→ Request: Quote, word for word, every line starting at the line that contains "Draw the outline of every instance of the **window" and ending with the last line of the records; include both of these lines and no others.

[Stored dataset items]
"""

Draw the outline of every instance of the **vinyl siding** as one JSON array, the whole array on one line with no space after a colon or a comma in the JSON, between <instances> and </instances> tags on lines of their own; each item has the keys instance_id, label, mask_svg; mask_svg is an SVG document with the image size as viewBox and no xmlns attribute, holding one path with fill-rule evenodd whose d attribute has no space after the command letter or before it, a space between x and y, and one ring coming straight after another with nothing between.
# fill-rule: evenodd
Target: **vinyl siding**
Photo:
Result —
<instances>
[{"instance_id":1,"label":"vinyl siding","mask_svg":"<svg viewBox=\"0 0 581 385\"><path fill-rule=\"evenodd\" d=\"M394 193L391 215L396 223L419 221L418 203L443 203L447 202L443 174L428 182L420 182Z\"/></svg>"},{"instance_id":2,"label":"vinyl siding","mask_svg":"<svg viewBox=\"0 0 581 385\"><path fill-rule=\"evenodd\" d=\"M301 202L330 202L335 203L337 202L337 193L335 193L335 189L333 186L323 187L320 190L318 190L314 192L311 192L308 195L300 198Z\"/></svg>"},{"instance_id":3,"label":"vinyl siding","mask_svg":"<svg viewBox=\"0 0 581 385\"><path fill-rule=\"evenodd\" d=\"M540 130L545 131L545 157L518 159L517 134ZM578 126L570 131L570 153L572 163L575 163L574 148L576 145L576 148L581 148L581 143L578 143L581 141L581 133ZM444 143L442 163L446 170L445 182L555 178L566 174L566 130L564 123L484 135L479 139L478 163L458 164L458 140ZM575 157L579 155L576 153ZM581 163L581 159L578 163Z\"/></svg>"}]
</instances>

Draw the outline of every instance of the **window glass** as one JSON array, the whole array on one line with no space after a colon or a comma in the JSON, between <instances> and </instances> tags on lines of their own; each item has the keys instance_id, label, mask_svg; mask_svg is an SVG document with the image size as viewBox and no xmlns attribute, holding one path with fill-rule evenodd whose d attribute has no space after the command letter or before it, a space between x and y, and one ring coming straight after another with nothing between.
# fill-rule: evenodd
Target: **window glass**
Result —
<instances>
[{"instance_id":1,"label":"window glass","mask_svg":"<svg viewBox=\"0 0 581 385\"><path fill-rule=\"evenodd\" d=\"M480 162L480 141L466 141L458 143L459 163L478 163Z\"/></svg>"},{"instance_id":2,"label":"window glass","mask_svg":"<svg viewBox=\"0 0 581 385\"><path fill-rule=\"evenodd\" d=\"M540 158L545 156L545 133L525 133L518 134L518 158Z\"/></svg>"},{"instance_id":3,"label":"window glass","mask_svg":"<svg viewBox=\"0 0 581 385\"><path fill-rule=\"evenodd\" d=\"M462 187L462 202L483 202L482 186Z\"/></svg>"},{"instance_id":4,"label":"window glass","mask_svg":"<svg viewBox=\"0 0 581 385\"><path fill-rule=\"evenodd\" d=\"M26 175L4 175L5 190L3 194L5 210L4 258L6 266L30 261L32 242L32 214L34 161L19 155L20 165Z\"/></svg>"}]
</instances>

"""

→ Task answer:
Draw the outline of every instance of the **window glass** as one JSON array, the whole array on one line with no space after a colon or a comma in the JSON, between <instances> and </instances> tags on lines of their own; each item has the keys instance_id, label, mask_svg; mask_svg is an SVG document with the image size as viewBox and no xmlns attribute, holding one path with fill-rule evenodd whose d attribute has no space after the command letter or before it, a space between x and y, and one ring coming straight after another with nothing between.
# fill-rule: evenodd
Target: **window glass**
Result —
<instances>
[{"instance_id":1,"label":"window glass","mask_svg":"<svg viewBox=\"0 0 581 385\"><path fill-rule=\"evenodd\" d=\"M480 162L480 141L466 141L458 143L459 163L478 163Z\"/></svg>"},{"instance_id":2,"label":"window glass","mask_svg":"<svg viewBox=\"0 0 581 385\"><path fill-rule=\"evenodd\" d=\"M540 158L545 156L545 133L525 133L518 134L518 158Z\"/></svg>"},{"instance_id":3,"label":"window glass","mask_svg":"<svg viewBox=\"0 0 581 385\"><path fill-rule=\"evenodd\" d=\"M462 187L462 202L483 202L482 186Z\"/></svg>"},{"instance_id":4,"label":"window glass","mask_svg":"<svg viewBox=\"0 0 581 385\"><path fill-rule=\"evenodd\" d=\"M26 175L4 175L5 190L3 194L5 210L4 258L6 266L30 261L32 242L32 214L34 161L19 155L20 165Z\"/></svg>"}]
</instances>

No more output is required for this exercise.